»»

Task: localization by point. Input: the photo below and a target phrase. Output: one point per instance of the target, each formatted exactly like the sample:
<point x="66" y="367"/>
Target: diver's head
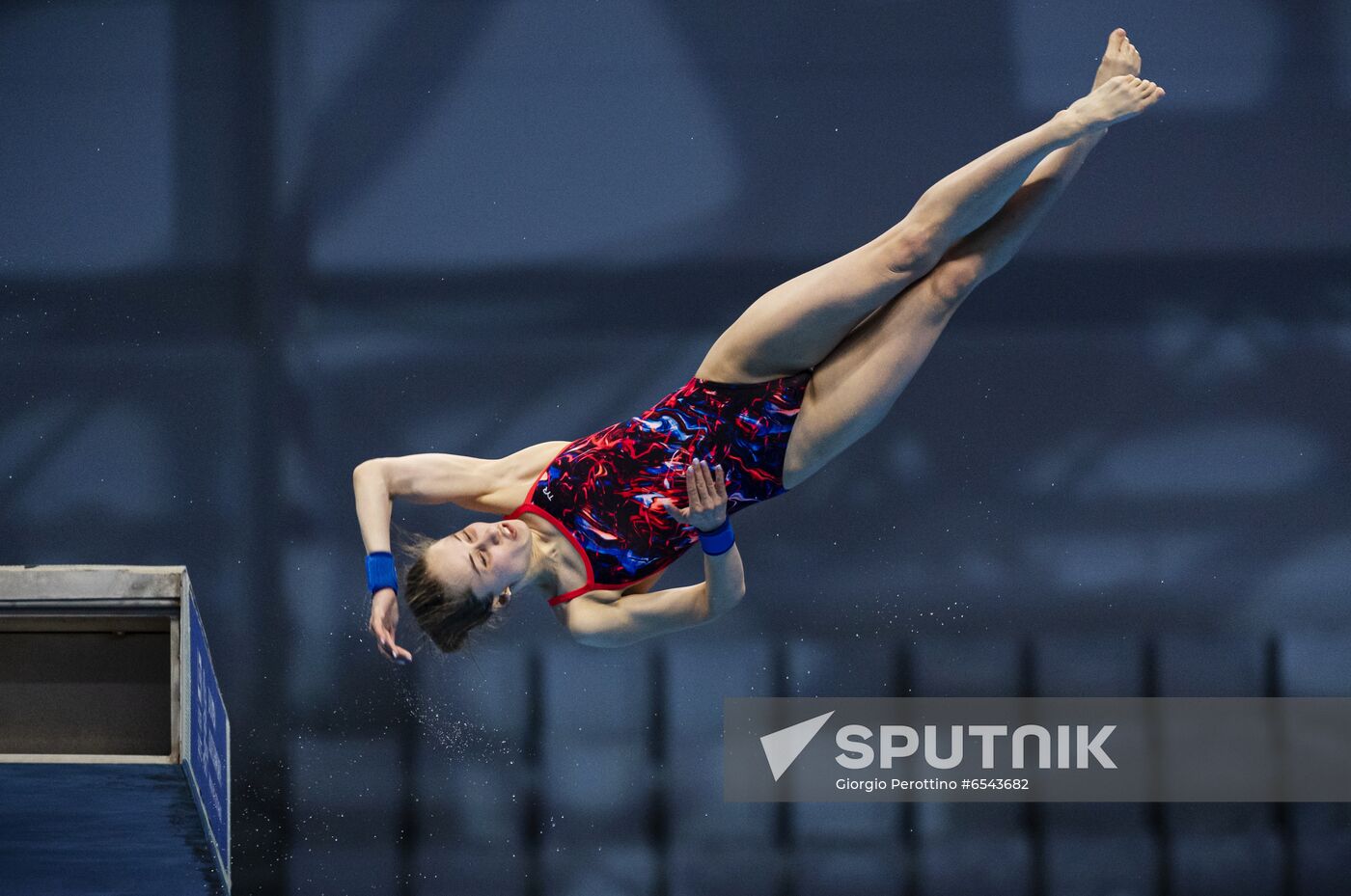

««
»»

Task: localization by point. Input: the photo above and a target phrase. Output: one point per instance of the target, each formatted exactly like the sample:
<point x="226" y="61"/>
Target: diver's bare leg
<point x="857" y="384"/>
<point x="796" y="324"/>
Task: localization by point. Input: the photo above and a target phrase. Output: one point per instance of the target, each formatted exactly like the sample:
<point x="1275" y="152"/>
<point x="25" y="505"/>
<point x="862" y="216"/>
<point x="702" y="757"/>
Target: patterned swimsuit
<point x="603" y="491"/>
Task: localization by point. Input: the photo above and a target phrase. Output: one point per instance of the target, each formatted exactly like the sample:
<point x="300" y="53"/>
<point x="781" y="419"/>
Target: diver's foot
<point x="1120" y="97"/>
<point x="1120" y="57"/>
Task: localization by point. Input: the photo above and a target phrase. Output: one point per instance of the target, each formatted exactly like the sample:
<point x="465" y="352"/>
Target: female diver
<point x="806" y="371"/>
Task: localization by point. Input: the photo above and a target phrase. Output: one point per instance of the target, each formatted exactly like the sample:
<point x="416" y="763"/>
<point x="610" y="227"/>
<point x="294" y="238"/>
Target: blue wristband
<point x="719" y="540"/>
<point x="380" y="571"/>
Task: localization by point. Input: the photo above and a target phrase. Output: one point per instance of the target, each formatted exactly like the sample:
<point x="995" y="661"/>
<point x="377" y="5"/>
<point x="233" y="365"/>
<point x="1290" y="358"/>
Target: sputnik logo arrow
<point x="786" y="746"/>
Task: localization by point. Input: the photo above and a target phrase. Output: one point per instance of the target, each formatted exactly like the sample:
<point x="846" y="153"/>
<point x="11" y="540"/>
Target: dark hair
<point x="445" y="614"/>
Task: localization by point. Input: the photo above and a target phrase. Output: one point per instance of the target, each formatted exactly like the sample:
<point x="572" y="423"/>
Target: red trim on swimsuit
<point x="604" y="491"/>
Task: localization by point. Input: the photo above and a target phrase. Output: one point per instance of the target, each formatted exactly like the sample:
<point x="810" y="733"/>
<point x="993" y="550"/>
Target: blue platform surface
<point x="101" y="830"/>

««

Instruction. Can you output the lines of the listing from the one containing "Task: localization by point. Input: the photo below" through the one containing "Target: diver's head" as a numbered list, leaving out any blank lines?

Solution.
1. Task: localization by point. Input: the photo below and a target phrase. Output: one point per instance of the target, each formatted exactly like the sample:
2. <point x="66" y="367"/>
3. Target: diver's head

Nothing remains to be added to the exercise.